Please revise these lines by replacing "overcast sky" with "gray sky" wherever it appears, leaving everything else unchanged.

# Start of Data

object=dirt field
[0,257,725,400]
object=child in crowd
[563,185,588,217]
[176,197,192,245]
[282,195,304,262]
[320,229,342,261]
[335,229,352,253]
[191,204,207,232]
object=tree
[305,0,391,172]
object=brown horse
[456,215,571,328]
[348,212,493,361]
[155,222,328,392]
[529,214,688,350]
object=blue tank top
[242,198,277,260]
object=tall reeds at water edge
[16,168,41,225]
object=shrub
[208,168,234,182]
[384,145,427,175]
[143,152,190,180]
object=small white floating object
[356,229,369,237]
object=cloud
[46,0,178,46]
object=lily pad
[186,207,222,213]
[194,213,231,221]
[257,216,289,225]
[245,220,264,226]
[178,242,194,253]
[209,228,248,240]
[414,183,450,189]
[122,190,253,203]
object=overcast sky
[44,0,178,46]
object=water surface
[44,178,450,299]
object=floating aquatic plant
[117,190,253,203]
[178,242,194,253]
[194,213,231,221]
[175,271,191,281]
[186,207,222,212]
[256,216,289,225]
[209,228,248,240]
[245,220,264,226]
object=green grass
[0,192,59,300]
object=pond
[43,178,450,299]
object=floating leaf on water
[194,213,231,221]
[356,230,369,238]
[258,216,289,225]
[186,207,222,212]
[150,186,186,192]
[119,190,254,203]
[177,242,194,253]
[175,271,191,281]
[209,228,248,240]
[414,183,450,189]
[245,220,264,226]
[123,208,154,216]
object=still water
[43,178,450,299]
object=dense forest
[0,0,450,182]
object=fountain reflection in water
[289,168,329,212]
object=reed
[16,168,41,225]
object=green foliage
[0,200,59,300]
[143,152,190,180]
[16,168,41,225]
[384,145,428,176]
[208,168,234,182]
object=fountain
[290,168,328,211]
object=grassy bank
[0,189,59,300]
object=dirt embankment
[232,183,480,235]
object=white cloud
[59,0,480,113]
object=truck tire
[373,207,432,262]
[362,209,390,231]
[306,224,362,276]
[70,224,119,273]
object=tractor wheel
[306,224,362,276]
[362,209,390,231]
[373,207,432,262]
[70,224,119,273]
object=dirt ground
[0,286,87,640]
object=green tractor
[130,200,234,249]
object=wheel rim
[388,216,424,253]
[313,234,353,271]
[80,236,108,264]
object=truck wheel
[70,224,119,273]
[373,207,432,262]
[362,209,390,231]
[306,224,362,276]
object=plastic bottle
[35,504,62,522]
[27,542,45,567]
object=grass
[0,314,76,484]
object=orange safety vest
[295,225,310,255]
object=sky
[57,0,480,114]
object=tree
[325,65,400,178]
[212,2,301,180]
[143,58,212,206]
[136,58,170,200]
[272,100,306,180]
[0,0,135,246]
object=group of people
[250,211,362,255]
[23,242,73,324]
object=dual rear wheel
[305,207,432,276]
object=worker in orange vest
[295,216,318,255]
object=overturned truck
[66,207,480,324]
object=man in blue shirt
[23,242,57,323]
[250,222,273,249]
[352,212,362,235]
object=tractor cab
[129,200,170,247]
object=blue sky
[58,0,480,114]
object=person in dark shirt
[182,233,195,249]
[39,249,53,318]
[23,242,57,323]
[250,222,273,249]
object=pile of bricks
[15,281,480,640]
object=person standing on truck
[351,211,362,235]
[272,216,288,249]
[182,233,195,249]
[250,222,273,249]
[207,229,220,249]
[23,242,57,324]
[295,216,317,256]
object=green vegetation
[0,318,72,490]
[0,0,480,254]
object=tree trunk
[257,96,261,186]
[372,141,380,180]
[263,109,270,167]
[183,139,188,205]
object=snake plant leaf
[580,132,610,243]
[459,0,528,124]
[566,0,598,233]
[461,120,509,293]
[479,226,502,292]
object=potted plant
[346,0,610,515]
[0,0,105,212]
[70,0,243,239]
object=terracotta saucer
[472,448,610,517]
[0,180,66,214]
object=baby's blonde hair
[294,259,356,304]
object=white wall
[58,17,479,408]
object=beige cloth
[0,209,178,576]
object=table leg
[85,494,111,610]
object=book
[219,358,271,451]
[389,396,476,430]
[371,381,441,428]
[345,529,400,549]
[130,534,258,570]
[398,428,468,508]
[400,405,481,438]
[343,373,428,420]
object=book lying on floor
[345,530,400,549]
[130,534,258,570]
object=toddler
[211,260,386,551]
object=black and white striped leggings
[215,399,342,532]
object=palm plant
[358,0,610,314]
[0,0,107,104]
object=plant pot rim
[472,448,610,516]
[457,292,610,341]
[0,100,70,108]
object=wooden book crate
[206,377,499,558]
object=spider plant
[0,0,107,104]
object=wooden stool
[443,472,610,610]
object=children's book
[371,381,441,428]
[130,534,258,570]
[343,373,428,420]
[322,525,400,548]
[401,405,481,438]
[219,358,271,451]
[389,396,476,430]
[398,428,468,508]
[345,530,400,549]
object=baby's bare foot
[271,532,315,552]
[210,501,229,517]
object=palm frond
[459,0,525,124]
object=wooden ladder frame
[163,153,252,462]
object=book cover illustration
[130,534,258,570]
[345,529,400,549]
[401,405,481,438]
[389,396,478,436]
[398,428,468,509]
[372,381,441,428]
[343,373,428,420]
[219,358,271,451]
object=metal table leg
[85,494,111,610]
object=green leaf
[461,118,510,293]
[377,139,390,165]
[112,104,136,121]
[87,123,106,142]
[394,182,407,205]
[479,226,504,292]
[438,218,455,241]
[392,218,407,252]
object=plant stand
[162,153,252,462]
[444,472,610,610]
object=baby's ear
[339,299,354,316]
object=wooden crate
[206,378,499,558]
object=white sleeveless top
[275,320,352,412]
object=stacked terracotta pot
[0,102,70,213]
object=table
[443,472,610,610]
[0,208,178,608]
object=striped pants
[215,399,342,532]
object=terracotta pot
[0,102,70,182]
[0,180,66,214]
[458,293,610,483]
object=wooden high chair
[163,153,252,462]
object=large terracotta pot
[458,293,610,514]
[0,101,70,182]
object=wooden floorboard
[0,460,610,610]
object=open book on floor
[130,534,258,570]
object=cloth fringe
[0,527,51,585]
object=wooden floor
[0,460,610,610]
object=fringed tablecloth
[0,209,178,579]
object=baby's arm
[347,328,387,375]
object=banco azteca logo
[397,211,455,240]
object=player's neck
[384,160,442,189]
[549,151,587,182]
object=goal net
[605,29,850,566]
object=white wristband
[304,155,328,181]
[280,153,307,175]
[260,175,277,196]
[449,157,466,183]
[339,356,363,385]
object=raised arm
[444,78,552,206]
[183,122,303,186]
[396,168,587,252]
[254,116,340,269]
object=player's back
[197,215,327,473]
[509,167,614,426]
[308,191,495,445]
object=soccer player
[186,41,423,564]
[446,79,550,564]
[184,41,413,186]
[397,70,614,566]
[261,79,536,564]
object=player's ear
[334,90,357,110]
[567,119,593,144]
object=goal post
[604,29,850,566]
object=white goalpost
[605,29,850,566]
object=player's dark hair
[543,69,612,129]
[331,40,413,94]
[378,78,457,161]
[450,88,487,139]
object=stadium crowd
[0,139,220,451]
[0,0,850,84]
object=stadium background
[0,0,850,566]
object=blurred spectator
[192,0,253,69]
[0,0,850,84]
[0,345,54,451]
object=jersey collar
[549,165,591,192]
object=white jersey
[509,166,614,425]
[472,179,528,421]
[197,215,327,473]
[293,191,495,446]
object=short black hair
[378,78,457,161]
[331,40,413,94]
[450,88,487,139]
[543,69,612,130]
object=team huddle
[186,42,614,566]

# End of Data

- [Final result]:
object=dirt field
[0,257,725,400]
object=child in crowd
[563,185,588,217]
[176,197,192,245]
[282,195,304,262]
[320,229,342,261]
[335,229,352,253]
[191,204,207,232]
object=tree
[305,0,391,172]
object=brown horse
[456,215,571,328]
[348,212,493,361]
[155,222,328,392]
[529,214,688,350]
object=blue tank top
[242,198,277,260]
object=tall reeds at water edge
[16,168,41,225]
object=shrub
[208,168,234,182]
[384,145,427,175]
[143,152,190,180]
object=small white floating object
[356,229,369,237]
object=cloud
[46,0,178,46]
object=lily pad
[186,207,222,213]
[194,213,231,221]
[257,216,289,225]
[245,220,264,226]
[178,242,194,253]
[209,228,248,240]
[414,183,450,189]
[122,190,253,203]
object=gray sky
[44,0,178,46]
object=water surface
[44,178,450,299]
object=floating aquatic plant
[117,190,253,203]
[178,242,194,253]
[194,213,231,221]
[175,271,191,281]
[186,207,222,212]
[256,216,289,225]
[209,228,248,240]
[245,220,264,226]
object=green grass
[0,192,59,300]
object=pond
[43,178,450,299]
object=floating leaf on water
[194,213,231,221]
[356,230,369,238]
[258,216,289,225]
[186,207,222,212]
[150,186,186,192]
[119,190,254,203]
[177,242,194,253]
[175,271,191,281]
[209,228,248,240]
[414,183,450,189]
[245,220,264,226]
[123,208,154,216]
object=still water
[43,178,450,299]
object=dense forest
[0,0,450,182]
object=fountain reflection in water
[289,168,329,212]
object=reed
[16,168,41,225]
object=green foliage
[0,200,59,300]
[143,152,190,180]
[16,168,41,225]
[384,145,428,176]
[208,168,234,182]
object=fountain
[290,168,328,211]
object=grassy bank
[0,189,59,300]
object=dirt embankment
[232,183,480,235]
object=white cloud
[59,0,480,113]
object=truck tire
[373,207,432,262]
[362,209,390,231]
[306,224,362,276]
[70,224,119,273]
object=tractor wheel
[306,224,362,276]
[362,209,390,231]
[373,207,432,262]
[70,224,119,273]
object=dirt ground
[0,286,87,640]
object=green tractor
[130,200,234,249]
object=wheel rim
[388,216,424,253]
[313,234,353,271]
[80,236,108,264]
object=truck wheel
[70,224,119,273]
[373,207,432,262]
[362,209,390,231]
[306,224,362,276]
object=plastic bottle
[35,504,62,522]
[27,542,45,567]
object=grass
[0,314,76,484]
object=orange safety vest
[295,225,310,255]
object=sky
[57,0,480,114]
object=tree
[325,65,400,178]
[212,2,301,180]
[143,58,212,206]
[136,58,170,200]
[272,100,306,180]
[0,0,135,246]
object=group of people
[250,211,362,255]
[23,242,73,324]
object=dual rear wheel
[305,207,432,276]
object=worker in orange vest
[295,216,318,255]
object=overturned truck
[66,207,480,324]
object=man in blue shirt
[23,242,57,323]
[250,222,273,249]
[352,212,362,235]
object=tractor cab
[129,200,170,247]
object=blue sky
[58,0,480,114]
object=person in dark shirt
[182,233,195,249]
[39,249,53,318]
[23,242,57,323]
[250,222,273,249]
object=pile of bricks
[15,281,480,640]
object=person standing on truck
[351,211,362,235]
[272,216,288,249]
[182,233,195,249]
[250,222,273,249]
[207,229,220,249]
[23,242,57,324]
[295,216,317,256]
object=green vegetation
[0,318,72,490]
[0,0,480,254]
object=tree trunk
[257,96,261,186]
[372,141,380,180]
[263,109,270,167]
[183,139,188,205]
object=snake plant leaf
[580,132,610,243]
[459,0,528,124]
[566,0,598,233]
[461,120,509,293]
[479,226,502,292]
object=potted plant
[346,0,610,515]
[0,0,105,212]
[70,0,243,239]
object=terracotta saucer
[472,448,610,517]
[0,180,66,214]
object=baby's blonde hair
[294,259,356,304]
object=white wall
[58,17,479,408]
object=beige cloth
[0,209,178,576]
object=table leg
[85,494,111,610]
object=book
[219,358,271,451]
[389,396,476,430]
[371,381,441,428]
[345,529,400,549]
[130,534,258,570]
[398,428,468,508]
[400,405,481,438]
[343,373,428,420]
object=book lying on floor
[345,530,400,549]
[130,534,258,570]
object=toddler
[211,260,386,551]
object=black and white striped leggings
[215,399,342,532]
object=palm plant
[358,0,610,314]
[0,0,107,104]
object=plant pot rim
[472,448,610,516]
[457,292,610,341]
[0,100,70,108]
object=wooden book crate
[206,377,499,558]
object=spider plant
[0,0,107,104]
object=wooden stool
[443,472,610,610]
object=children's book
[371,381,441,428]
[130,534,258,570]
[343,373,428,420]
[322,525,400,548]
[401,405,481,438]
[219,358,271,451]
[389,396,476,430]
[398,428,468,508]
[345,530,400,549]
object=baby's bare foot
[271,532,315,552]
[210,501,229,517]
object=palm frond
[459,0,525,124]
object=wooden ladder frame
[163,153,252,462]
object=book cover illustration
[130,534,258,570]
[345,529,400,549]
[401,405,481,438]
[389,396,478,436]
[398,428,468,509]
[372,381,441,428]
[343,373,428,420]
[219,358,271,451]
object=metal table leg
[85,494,111,610]
object=green leaf
[461,118,510,293]
[377,139,390,165]
[112,104,136,121]
[87,123,106,142]
[394,182,407,205]
[479,226,504,292]
[438,218,455,241]
[392,218,407,252]
object=plant stand
[162,153,252,462]
[444,472,610,610]
object=baby's ear
[339,299,354,316]
object=wooden crate
[206,378,499,558]
object=white sleeveless top
[275,320,352,412]
object=stacked terracotta pot
[0,102,70,213]
object=table
[443,472,610,610]
[0,208,178,608]
object=striped pants
[215,399,342,532]
object=terracotta pot
[0,102,70,182]
[0,180,66,214]
[458,293,610,483]
object=wooden high chair
[163,153,252,462]
object=large terracotta pot
[458,293,610,514]
[0,101,70,182]
object=wooden floorboard
[0,460,610,610]
object=open book on floor
[130,534,258,570]
object=cloth fringe
[0,527,51,585]
object=wooden floor
[0,460,610,610]
object=fringed tablecloth
[0,209,178,579]
object=baby's arm
[347,328,387,375]
object=banco azteca logo
[397,211,455,240]
object=player's neck
[384,160,442,189]
[549,151,587,182]
object=goal net
[605,29,850,566]
object=white wristband
[304,155,328,181]
[280,153,307,175]
[260,175,277,196]
[449,157,466,183]
[339,356,363,385]
object=raised arm
[444,78,552,206]
[183,122,303,186]
[396,168,587,252]
[254,116,340,269]
object=player's back
[197,215,327,473]
[509,167,614,426]
[308,191,495,445]
object=soccer player
[186,41,423,564]
[446,79,550,564]
[184,41,413,186]
[397,70,614,566]
[261,79,536,564]
object=player's ear
[334,90,357,110]
[567,119,593,144]
object=goal post
[604,29,850,566]
object=white goalpost
[605,29,850,566]
object=player's dark hair
[543,69,612,129]
[331,40,413,94]
[378,78,457,161]
[450,88,487,139]
object=stadium crowd
[0,139,220,451]
[0,0,850,84]
object=stadium background
[0,0,850,566]
object=blurred spectator
[192,0,253,69]
[0,0,850,84]
[0,345,54,451]
object=jersey collar
[549,165,591,192]
object=white jersey
[509,166,614,425]
[472,179,528,421]
[197,215,327,473]
[293,191,495,446]
object=short black hair
[378,78,457,161]
[331,40,413,94]
[450,88,487,139]
[543,69,612,130]
object=team huddle
[186,42,614,566]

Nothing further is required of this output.